(Outline items for labeled areas)
┄┄┄┄┄┄┄┄┄┄
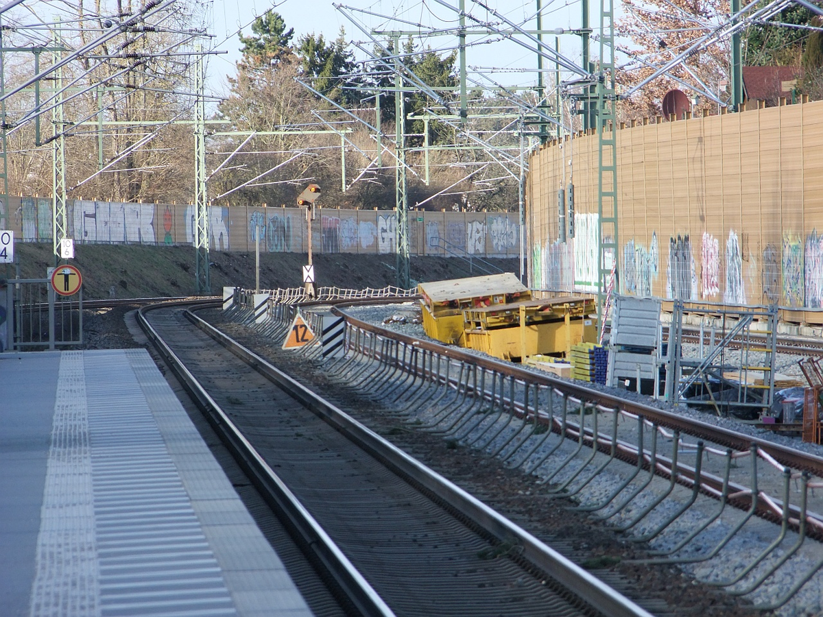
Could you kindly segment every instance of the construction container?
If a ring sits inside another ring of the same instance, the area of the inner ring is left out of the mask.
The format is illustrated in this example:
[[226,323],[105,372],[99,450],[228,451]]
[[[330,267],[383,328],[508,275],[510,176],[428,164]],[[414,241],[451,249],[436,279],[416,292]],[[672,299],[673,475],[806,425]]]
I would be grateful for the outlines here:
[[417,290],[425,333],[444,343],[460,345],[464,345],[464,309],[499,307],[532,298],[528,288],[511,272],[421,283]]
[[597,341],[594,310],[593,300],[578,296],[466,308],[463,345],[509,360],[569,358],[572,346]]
┄┄┄┄┄┄┄┄┄┄
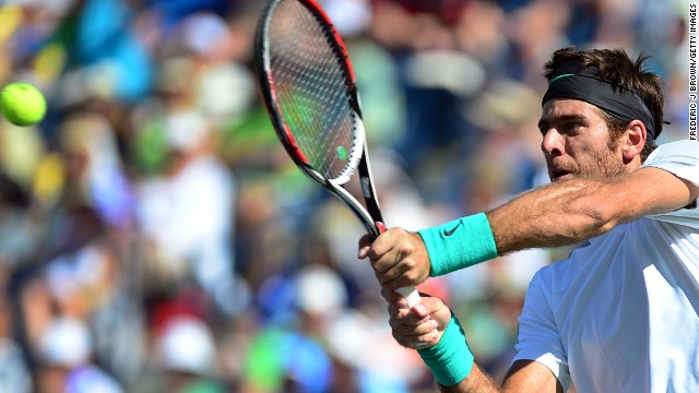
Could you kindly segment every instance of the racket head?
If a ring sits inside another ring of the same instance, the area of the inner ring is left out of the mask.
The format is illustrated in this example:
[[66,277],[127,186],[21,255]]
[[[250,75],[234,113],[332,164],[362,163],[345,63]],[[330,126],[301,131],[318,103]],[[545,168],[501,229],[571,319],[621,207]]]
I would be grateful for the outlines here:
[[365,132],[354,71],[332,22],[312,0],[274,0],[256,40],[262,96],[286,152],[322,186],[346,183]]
┄┄┄┄┄┄┄┄┄┄
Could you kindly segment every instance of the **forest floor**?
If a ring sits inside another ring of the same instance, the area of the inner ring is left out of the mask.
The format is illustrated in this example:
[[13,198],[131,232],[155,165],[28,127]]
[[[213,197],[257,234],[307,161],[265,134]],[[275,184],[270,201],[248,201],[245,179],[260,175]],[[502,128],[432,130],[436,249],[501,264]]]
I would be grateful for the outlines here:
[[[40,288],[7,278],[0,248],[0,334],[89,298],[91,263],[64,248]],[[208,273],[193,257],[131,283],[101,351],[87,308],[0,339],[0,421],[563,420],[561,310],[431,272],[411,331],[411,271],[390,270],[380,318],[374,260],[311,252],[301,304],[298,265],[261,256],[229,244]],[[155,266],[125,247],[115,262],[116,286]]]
┄┄┄┄┄┄┄┄┄┄
Pull out every line of the records that contains the string "segment", treating uppercase and lowercase letters as different.

(Output of the task):
Could you kindly segment every instance of the construction container?
Could you kindly segment every instance of the racket head?
Could you kindly segment every instance of the **forest floor**?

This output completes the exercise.